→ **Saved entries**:
*** Begin section ***
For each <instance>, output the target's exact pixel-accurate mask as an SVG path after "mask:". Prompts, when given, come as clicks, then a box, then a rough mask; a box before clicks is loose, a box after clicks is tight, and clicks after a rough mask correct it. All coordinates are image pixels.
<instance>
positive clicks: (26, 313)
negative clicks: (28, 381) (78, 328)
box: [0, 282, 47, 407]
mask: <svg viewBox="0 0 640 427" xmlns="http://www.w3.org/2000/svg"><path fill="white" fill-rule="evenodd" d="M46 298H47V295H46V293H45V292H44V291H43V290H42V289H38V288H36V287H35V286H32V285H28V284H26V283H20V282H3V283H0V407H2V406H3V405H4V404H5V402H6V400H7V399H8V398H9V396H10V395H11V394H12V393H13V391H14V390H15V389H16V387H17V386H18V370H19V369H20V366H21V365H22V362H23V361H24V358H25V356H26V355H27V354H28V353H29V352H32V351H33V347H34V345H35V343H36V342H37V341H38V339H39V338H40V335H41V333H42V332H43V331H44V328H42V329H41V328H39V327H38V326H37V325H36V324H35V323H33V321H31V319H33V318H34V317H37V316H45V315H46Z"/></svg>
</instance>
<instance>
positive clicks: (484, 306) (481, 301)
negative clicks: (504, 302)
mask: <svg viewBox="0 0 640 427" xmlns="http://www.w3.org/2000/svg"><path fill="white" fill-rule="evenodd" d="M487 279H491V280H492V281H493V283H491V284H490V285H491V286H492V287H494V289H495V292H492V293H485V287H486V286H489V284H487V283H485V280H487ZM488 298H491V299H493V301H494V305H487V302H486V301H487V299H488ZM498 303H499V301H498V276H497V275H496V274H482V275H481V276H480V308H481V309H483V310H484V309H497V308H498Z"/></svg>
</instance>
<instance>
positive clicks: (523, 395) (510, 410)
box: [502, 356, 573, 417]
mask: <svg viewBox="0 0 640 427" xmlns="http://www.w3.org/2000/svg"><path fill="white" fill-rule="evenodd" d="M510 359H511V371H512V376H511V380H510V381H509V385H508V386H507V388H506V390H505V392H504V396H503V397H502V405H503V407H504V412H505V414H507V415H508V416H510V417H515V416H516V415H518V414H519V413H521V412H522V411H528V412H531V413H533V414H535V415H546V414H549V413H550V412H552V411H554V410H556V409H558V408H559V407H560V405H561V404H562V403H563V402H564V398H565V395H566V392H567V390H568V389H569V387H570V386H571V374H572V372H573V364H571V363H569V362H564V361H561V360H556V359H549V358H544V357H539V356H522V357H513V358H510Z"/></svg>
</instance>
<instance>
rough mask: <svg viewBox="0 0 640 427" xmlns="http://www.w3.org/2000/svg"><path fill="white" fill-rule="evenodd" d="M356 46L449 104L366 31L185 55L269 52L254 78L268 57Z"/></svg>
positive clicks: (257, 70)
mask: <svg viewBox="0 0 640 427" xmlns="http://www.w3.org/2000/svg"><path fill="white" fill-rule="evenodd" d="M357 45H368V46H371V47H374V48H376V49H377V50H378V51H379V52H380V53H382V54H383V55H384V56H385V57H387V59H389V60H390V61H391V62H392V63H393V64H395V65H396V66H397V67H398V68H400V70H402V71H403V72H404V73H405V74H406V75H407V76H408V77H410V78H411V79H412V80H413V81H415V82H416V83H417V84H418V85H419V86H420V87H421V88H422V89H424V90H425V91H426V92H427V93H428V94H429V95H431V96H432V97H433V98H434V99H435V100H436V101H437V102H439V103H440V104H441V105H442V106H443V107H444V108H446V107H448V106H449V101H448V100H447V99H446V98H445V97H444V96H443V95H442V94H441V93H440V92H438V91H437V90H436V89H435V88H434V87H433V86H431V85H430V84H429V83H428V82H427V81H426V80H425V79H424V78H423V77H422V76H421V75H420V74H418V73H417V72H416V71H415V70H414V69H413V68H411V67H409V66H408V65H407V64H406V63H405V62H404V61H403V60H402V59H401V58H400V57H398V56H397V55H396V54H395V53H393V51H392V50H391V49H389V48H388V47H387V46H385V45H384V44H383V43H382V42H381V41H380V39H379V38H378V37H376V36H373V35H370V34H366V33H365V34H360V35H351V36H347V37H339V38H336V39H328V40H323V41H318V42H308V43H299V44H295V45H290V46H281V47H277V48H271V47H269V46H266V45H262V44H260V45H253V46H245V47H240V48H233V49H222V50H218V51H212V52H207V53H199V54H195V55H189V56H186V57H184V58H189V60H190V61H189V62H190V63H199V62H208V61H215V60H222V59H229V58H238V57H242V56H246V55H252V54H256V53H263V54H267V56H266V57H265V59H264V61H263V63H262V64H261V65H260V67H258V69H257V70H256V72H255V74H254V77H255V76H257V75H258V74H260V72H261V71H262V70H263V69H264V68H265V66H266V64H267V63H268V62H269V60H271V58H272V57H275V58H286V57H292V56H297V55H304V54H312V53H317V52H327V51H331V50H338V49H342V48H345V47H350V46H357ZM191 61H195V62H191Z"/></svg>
*** End section ***
→ **ASSIGNMENT**:
All records are to be retyped precisely.

→ **SOLUTION TO THE EXERCISE**:
For each <instance>, output the target's exact pixel-accurate mask as an SVG path after "mask:". Prompts, when given, come as clicks, then a box, then a rough mask; a box before clicks is loose, a box after clicks is tight, and clicks after a rough mask correct it. All coordinates are image pixels.
<instance>
positive clicks: (26, 313)
negative clicks: (28, 381) (78, 328)
box: [0, 282, 47, 407]
mask: <svg viewBox="0 0 640 427" xmlns="http://www.w3.org/2000/svg"><path fill="white" fill-rule="evenodd" d="M46 298H47V295H46V293H45V292H44V291H43V290H42V289H38V288H36V287H35V286H32V285H28V284H26V283H20V282H3V283H0V407H2V406H3V405H4V404H5V402H6V400H7V399H8V398H9V396H10V395H11V394H12V393H13V391H14V390H15V389H16V387H17V386H18V370H19V369H20V366H21V365H22V362H23V361H24V358H25V356H26V355H27V354H28V353H29V352H32V351H33V347H34V345H35V343H36V342H37V341H38V339H39V338H40V335H41V333H42V332H43V331H44V328H42V329H41V328H39V327H38V326H37V325H36V324H35V323H33V321H31V319H33V318H34V317H37V316H45V315H46Z"/></svg>
</instance>
<instance>
positive clicks: (484, 306) (481, 301)
negative clicks: (504, 302)
mask: <svg viewBox="0 0 640 427" xmlns="http://www.w3.org/2000/svg"><path fill="white" fill-rule="evenodd" d="M487 279H491V280H492V281H493V283H491V284H490V285H491V286H492V287H494V289H495V292H492V293H485V287H486V286H489V284H487V283H485V280H487ZM488 298H491V299H493V301H494V305H487V302H486V301H487V299H488ZM498 303H499V301H498V276H497V275H496V274H482V275H481V276H480V308H481V309H483V310H484V309H497V308H498Z"/></svg>
</instance>
<instance>
positive clicks: (523, 395) (510, 410)
box: [502, 356, 573, 417]
mask: <svg viewBox="0 0 640 427" xmlns="http://www.w3.org/2000/svg"><path fill="white" fill-rule="evenodd" d="M510 359H511V371H512V376H511V380H510V381H509V385H508V386H507V388H506V390H505V392H504V396H503V397H502V405H503V407H504V412H505V414H507V415H508V416H510V417H515V416H516V415H518V414H519V413H521V412H522V411H528V412H531V413H533V414H535V415H546V414H549V413H550V412H552V411H554V410H556V409H558V408H559V407H560V405H561V404H562V403H563V402H564V398H565V395H566V392H567V390H568V389H569V387H570V386H571V374H572V372H573V364H571V363H569V362H564V361H561V360H556V359H549V358H544V357H539V356H522V357H513V358H510Z"/></svg>
</instance>
<instance>
rough mask: <svg viewBox="0 0 640 427" xmlns="http://www.w3.org/2000/svg"><path fill="white" fill-rule="evenodd" d="M356 46L449 104L366 31L185 55L269 52L254 78L268 57Z"/></svg>
positive clicks: (257, 70)
mask: <svg viewBox="0 0 640 427" xmlns="http://www.w3.org/2000/svg"><path fill="white" fill-rule="evenodd" d="M357 45H368V46H371V47H374V48H376V49H377V50H378V51H379V52H380V53H382V54H383V55H384V56H385V57H387V59H389V60H390V61H391V62H392V63H393V64H395V65H396V66H397V67H398V68H400V70H402V71H403V72H404V73H405V74H406V75H407V76H408V77H410V78H411V79H412V80H413V81H415V82H416V83H417V84H418V85H419V86H420V87H421V88H422V89H424V90H425V91H426V92H427V93H428V94H429V95H431V96H432V97H433V98H434V99H435V100H436V101H437V102H439V103H440V104H441V105H442V106H443V107H444V108H446V107H448V106H449V101H448V100H447V99H446V98H445V97H444V96H443V95H442V94H441V93H440V92H438V91H437V90H436V89H435V88H434V87H433V86H431V85H430V84H429V83H428V82H427V81H426V80H425V79H424V78H423V77H422V76H421V75H420V74H418V73H417V72H416V71H415V70H414V69H413V68H411V67H409V66H408V65H407V64H406V63H405V62H404V61H403V60H402V59H401V58H400V57H398V56H397V55H396V54H395V53H393V51H392V50H391V49H389V48H388V47H387V46H385V45H384V44H383V43H382V42H381V41H380V39H379V38H378V37H376V36H373V35H370V34H366V33H365V34H360V35H351V36H347V37H339V38H336V39H328V40H323V41H318V42H308V43H299V44H295V45H290V46H281V47H277V48H271V47H269V46H266V45H262V44H260V45H253V46H245V47H240V48H233V49H222V50H218V51H212V52H207V53H199V54H195V55H189V56H186V57H184V58H189V60H190V61H189V62H190V63H199V62H208V61H215V60H222V59H229V58H238V57H242V56H246V55H252V54H256V53H263V54H267V56H266V57H265V59H264V61H263V63H262V64H261V65H260V67H258V69H257V70H256V72H255V74H254V77H255V76H257V75H258V74H260V72H261V71H262V70H263V69H264V68H265V66H266V64H267V63H268V62H269V60H271V58H272V57H275V58H286V57H292V56H297V55H304V54H312V53H317V52H327V51H331V50H338V49H342V48H345V47H350V46H357ZM191 61H195V62H191Z"/></svg>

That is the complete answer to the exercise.